**Source text**
Tysor v. Adams

116 Va. 239 | Va. | 1914

Harrison, J.,

delivered the opinion of the court.

The hill in this case was filed at the November rules, 1911, of the Circuit Court of the city of Norfolk, alleging that a certain deed executed June 13, 1911, by the appellee, Charles E. Adams, to the appellants, L. W. Tysor *240and Hattie V. Tysor, Ms wife, conveying to the latter a certain house and lot, was executed through persuasion and blandishment, the complainant being an old man and not able to take care of himself, and that the consideration for the deed had wholly failed. The prayer of the bül was that the deed be declared null and void, and the grantees enjoined from interfering with the complainant’s possession of the premises.

The record shows that the appellee, Charles E. Adams, was a retired seafaring man, old and infirm, who owned a small house and lot in the city of Norfolk for which he had paid $1,300. This property was rented from him by the appellants, L. W. Tysor and Hattie V. Tysor, his wife. These tenants were practically strangers to Adams, the property having been rented to them through an agent. In the latter' part of May, 1911, Adams, the appellee, was sick and boarding with Mrs. Frank. There he was called upon by Mrs. Tysor, his tenant, who, although a stranger, succeeded in persuading the appellee to leave Mrs. Frank’s and go to his own house and live with her. In a few days after appellee took up his abode with Mr. and Mrs. Tysor, he executed the deed in question, dated June 13, 1911, conveying to them jointly his house and lot in which they were living. The consideration stated on the face of the deed was “Five dollars and other valuable consideration,” but in a few days thereafter a paper was executed by L. W. Tysor showing that the real consideration was that the grantees would allow the grantor to make the house his home as long as he lived without charge for board, and that they would take good care of him in case of sickness, and in the event of death see that he was buried properly.

**What you need to do**
1) According to the opinion, why were the Tysors practically strangers to Adams even though they rented his house? Answer in one or two sentences.
2) Reproduce a passage from the opinion word for word: begin at the words "Tysor v. Adams" and stop after "of the premises.".

**Record extracts**
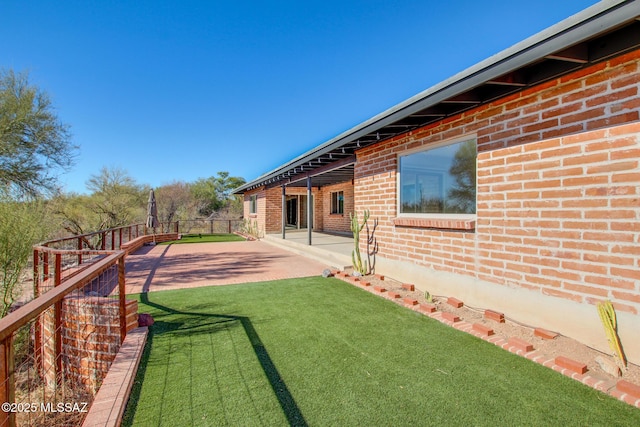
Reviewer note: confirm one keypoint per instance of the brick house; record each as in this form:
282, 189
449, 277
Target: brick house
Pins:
514, 185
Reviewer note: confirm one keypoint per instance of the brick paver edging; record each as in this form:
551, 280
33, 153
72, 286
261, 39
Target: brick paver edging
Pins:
621, 390
110, 402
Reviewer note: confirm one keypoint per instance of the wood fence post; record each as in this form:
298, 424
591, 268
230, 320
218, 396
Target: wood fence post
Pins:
58, 321
79, 248
122, 297
7, 380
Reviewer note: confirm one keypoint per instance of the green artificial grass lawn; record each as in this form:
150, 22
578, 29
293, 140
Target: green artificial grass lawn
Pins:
205, 238
318, 351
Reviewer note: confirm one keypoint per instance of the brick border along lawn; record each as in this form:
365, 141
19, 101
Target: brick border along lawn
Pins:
163, 267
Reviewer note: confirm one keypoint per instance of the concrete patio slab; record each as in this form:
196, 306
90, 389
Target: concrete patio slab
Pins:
178, 266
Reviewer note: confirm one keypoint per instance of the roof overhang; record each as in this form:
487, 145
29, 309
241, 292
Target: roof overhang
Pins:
603, 31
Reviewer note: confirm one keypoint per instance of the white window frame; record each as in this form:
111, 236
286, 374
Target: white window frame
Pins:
337, 210
456, 216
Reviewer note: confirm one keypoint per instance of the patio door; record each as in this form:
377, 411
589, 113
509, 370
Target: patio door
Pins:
303, 211
292, 211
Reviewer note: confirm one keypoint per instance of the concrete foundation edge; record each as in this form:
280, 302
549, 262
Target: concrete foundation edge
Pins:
574, 320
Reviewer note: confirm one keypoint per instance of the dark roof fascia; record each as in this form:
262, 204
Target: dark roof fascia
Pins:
589, 23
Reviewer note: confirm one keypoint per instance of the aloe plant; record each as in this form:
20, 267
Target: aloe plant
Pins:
610, 323
356, 258
368, 266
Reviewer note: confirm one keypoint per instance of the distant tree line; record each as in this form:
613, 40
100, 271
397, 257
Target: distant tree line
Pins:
35, 148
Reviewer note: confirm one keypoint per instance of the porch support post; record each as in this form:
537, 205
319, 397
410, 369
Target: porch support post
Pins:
309, 213
284, 210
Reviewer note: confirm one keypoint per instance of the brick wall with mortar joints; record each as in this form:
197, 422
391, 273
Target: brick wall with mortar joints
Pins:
269, 208
572, 229
90, 335
598, 97
337, 222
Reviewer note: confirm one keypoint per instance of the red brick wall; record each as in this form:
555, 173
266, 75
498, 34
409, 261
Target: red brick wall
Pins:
558, 185
269, 209
339, 223
90, 334
562, 216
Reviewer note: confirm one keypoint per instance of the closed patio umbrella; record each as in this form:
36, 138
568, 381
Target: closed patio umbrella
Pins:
152, 212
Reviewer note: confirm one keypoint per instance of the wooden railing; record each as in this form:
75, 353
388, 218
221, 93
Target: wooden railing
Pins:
33, 316
68, 274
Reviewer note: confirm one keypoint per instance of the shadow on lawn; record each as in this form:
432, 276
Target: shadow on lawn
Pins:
285, 399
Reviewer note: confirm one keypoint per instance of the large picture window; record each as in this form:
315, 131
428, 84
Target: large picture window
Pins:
441, 180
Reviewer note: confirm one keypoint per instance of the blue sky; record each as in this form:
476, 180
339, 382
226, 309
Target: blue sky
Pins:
179, 90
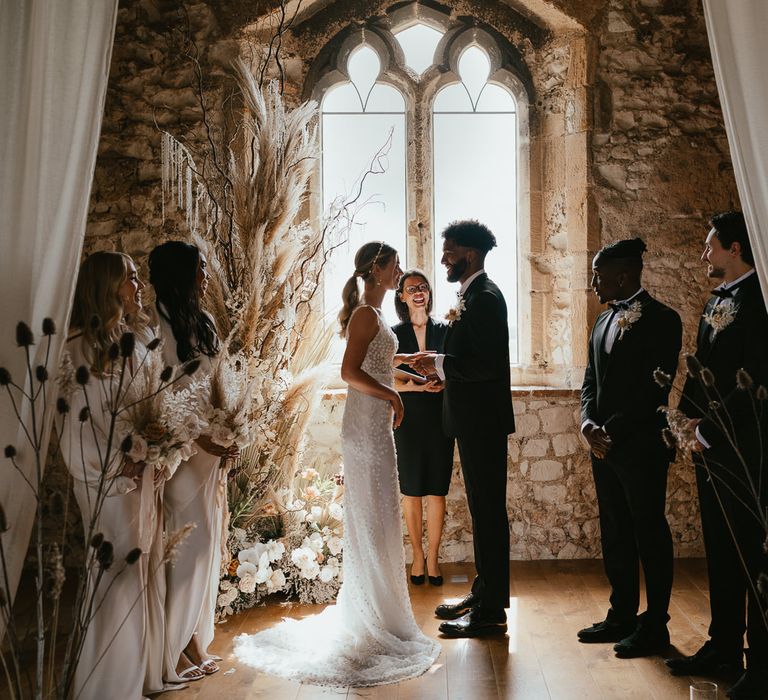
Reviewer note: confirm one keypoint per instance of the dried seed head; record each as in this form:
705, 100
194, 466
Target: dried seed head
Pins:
105, 554
707, 378
133, 556
743, 380
24, 337
126, 444
127, 344
189, 368
82, 375
693, 365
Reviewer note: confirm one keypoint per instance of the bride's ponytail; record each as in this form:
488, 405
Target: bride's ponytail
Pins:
350, 297
370, 255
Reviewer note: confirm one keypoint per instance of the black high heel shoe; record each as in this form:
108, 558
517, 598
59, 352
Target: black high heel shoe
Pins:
433, 580
418, 580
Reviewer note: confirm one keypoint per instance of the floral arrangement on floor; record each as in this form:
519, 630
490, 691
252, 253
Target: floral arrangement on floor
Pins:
304, 562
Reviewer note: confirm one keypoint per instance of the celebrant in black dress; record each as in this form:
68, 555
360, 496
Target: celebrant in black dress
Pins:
424, 453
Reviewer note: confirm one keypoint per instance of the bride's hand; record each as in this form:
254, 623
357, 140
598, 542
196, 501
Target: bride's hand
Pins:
397, 407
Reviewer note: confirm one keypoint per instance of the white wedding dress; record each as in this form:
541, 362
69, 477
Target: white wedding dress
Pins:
369, 637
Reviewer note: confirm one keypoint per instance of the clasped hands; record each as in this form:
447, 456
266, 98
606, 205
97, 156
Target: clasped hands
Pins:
424, 363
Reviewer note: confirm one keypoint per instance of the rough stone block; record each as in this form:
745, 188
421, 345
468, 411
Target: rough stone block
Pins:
527, 425
557, 419
546, 470
535, 448
565, 444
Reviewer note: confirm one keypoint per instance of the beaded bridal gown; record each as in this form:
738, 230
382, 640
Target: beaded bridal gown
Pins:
369, 637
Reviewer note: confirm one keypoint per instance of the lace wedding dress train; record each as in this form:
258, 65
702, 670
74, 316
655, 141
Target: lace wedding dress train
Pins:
369, 637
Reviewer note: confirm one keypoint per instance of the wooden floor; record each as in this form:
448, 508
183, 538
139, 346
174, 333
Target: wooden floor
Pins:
540, 658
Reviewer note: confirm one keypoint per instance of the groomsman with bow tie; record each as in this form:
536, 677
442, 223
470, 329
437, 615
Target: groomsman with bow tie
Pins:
621, 423
733, 336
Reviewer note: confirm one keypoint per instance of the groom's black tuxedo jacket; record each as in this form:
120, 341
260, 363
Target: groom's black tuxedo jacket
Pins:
477, 396
619, 391
743, 344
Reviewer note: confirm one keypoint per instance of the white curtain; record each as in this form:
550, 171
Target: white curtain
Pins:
737, 39
54, 63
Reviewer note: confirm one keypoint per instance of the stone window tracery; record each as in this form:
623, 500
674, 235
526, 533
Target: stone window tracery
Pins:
450, 114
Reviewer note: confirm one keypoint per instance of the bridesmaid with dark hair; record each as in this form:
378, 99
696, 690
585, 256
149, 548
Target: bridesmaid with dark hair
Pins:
424, 453
197, 491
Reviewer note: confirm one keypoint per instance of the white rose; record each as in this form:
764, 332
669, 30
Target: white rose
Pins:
303, 556
247, 583
275, 550
314, 542
310, 571
138, 451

**Solutions to the problems**
1) They were practically strangers to him because he had rented the property to them through an agent.

2)
Tysor v. Adams

116 Va. 239 | Va. | 1914

Harrison, J.,

delivered the opinion of the court.

The hill in this case was filed at the November rules, 1911, of the Circuit Court of the city of Norfolk, alleging that a certain deed executed June 13, 1911, by the appellee, Charles E. Adams, to the appellants, L. W. Tysor *240and Hattie V. Tysor, Ms wife, conveying to the latter a certain house and lot, was executed through persuasion and blandishment, the complainant being an old man and not able to take care of himself, and that the consideration for the deed had wholly failed. The prayer of the bül was that the deed be declared null and void, and the grantees enjoined from interfering with the complainant’s possession of the premises.